__Your objective__
Copy out everything from the line containing "(format x=301, y=221)" down to the last line of the records, reproducing each line unchanged.
==== Data in this exercise ====
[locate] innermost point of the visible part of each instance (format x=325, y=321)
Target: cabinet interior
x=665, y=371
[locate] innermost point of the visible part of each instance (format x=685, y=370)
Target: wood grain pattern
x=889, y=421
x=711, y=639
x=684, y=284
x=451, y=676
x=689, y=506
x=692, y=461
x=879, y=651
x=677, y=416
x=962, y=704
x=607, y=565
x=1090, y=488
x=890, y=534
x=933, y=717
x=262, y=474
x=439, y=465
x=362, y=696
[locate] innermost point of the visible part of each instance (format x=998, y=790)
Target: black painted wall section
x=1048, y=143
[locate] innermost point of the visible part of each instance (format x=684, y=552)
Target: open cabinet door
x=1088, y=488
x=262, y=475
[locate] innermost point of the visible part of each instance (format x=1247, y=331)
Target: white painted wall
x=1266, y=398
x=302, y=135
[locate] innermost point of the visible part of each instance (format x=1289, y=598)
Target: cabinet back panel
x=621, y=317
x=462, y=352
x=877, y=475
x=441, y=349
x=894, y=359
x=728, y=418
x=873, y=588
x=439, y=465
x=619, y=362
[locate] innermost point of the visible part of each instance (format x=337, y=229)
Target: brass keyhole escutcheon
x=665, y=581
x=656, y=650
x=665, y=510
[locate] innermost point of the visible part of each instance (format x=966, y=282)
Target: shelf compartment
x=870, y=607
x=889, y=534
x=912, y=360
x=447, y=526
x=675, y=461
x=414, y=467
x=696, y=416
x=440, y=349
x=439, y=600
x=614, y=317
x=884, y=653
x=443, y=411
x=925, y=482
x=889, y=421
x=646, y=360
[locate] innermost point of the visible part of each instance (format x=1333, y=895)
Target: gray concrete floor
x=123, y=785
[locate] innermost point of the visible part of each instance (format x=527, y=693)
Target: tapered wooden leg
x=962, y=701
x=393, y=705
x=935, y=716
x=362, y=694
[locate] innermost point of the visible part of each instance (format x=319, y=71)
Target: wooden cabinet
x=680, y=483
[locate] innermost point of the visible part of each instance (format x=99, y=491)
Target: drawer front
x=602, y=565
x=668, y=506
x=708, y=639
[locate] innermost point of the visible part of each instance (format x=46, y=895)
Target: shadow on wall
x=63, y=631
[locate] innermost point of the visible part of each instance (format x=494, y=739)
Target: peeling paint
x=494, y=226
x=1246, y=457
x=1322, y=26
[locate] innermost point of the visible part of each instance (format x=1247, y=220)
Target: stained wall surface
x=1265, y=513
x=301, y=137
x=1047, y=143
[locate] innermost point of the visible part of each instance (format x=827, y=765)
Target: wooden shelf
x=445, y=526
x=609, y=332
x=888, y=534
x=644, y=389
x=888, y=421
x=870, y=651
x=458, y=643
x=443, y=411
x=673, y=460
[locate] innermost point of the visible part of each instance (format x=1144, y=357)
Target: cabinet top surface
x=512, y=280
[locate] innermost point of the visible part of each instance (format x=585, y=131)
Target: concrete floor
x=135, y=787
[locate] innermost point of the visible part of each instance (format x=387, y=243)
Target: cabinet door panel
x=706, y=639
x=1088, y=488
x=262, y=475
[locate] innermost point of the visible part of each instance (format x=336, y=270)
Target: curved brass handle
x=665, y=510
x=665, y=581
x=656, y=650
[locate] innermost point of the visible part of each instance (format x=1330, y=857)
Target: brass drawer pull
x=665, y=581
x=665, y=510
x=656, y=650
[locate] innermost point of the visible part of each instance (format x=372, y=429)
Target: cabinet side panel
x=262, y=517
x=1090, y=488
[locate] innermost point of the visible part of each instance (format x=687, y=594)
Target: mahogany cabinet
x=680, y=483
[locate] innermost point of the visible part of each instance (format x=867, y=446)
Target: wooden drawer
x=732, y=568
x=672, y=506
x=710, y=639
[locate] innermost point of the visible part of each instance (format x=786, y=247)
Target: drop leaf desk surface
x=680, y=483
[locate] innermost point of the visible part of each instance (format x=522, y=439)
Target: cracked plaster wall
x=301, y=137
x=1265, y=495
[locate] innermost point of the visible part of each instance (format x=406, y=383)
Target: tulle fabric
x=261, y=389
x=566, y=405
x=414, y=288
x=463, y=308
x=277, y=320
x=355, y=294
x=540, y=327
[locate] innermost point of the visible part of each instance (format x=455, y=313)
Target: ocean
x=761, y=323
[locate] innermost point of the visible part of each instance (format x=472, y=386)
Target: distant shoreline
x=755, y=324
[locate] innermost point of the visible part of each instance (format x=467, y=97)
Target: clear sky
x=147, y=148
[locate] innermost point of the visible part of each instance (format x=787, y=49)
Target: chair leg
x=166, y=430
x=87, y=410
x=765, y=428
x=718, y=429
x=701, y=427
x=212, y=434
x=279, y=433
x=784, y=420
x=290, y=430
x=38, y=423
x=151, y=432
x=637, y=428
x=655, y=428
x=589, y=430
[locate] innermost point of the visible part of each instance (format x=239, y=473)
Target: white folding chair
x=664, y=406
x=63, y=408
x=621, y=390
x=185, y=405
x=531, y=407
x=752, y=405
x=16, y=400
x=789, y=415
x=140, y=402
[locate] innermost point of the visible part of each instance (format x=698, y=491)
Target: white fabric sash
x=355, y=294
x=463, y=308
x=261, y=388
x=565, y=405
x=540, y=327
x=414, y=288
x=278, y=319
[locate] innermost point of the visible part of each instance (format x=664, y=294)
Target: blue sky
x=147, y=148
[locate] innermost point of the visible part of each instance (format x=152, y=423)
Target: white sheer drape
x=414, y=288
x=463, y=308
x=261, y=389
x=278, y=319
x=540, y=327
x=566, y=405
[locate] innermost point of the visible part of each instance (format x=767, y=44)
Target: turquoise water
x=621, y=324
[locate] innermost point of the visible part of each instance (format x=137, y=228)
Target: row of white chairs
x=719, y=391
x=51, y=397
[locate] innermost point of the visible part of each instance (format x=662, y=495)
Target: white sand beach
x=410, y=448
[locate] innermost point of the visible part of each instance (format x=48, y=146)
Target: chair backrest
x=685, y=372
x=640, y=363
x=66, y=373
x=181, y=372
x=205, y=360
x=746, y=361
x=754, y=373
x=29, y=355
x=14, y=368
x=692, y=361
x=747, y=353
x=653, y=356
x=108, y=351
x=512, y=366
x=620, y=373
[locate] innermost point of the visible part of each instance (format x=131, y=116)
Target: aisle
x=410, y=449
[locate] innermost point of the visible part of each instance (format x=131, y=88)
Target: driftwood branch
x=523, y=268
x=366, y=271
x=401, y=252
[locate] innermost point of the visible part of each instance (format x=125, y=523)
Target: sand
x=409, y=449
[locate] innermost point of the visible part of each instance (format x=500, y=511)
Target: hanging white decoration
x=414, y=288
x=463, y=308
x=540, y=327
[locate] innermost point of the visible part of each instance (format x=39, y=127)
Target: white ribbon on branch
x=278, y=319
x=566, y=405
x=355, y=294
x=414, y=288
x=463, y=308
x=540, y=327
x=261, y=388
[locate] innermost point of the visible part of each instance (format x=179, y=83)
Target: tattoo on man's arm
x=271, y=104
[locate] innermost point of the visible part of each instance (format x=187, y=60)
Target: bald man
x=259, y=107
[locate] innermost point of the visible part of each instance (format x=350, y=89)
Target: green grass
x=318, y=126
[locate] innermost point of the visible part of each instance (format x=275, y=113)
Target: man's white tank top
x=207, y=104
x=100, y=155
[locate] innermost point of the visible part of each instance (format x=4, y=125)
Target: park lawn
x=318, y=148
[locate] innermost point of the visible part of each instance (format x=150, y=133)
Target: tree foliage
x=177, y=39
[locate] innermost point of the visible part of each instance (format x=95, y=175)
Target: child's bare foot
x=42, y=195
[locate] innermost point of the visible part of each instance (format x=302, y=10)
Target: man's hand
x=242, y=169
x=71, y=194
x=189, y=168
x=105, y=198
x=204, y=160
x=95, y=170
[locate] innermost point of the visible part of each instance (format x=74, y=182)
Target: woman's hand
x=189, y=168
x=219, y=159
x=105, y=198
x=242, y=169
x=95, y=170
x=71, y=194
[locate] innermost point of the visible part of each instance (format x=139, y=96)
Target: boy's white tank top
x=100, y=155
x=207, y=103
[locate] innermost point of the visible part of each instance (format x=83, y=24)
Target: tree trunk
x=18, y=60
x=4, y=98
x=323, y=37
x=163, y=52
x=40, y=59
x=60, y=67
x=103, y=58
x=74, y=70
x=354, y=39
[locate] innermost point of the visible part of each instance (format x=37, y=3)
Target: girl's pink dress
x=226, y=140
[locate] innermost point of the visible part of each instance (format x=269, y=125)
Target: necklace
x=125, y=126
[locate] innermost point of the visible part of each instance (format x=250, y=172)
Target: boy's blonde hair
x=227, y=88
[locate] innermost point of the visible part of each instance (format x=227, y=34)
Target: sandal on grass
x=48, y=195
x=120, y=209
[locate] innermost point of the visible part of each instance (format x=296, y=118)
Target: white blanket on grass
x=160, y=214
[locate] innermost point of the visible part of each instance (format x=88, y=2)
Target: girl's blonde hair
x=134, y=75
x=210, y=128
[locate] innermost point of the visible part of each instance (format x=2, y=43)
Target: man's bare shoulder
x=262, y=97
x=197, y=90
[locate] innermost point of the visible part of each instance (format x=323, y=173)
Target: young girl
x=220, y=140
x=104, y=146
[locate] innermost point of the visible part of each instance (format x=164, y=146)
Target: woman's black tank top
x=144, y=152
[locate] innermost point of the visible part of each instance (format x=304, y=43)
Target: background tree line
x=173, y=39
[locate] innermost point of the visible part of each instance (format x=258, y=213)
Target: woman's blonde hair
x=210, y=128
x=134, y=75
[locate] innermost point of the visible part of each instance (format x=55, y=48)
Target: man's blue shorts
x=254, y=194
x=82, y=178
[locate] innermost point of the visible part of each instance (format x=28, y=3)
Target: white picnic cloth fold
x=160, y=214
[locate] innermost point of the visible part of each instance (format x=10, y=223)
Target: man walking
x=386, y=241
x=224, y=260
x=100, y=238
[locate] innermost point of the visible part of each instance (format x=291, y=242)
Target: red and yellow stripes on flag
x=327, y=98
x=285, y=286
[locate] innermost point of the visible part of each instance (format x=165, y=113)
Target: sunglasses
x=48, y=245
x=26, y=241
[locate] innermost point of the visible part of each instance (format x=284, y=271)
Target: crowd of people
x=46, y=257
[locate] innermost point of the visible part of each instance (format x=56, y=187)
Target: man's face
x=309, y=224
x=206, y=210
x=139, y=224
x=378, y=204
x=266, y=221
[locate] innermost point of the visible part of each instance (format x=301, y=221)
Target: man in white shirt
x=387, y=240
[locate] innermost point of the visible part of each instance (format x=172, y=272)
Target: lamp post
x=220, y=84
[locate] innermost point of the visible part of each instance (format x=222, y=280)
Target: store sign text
====
__Answer below__
[locate] innermost point of the visible part of each instance (format x=301, y=221)
Target: man in white shirt
x=387, y=240
[locate] innermost point of the visible part of each instance (format x=172, y=272)
Target: lamp post
x=220, y=84
[locate] innermost point of the visible part of each instance (format x=222, y=280)
Target: store sign text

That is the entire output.